Short problem: Copy the lines of the records below word for word, starting with the line containing "job: provide the outline of every instance of the <item>green" and going on through the end of the records.

═══ Dataset rows ═══

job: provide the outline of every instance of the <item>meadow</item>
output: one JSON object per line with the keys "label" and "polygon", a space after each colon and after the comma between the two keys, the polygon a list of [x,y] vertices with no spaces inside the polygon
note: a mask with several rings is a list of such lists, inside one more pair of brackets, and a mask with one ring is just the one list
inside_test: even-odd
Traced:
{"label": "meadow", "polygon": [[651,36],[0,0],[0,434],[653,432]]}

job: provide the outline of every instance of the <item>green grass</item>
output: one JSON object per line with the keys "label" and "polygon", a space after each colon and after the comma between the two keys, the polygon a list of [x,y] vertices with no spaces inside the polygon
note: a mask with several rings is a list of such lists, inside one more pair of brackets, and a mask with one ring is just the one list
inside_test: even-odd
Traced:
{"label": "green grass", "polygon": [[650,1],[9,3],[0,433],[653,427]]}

═══

Written solution:
job: provide the outline of every instance of the <item>green grass</item>
output: one JSON object per line with the keys "label" and "polygon", a space after each colon and after the comma between the two keys, the polygon a list of [x,y] vertices with no spaces inside the polygon
note: a mask with several rings is a list of such lists, inside one more pair of brackets, and a mask with one ring is just the one list
inside_test: even-odd
Traced:
{"label": "green grass", "polygon": [[650,1],[9,3],[0,433],[653,427]]}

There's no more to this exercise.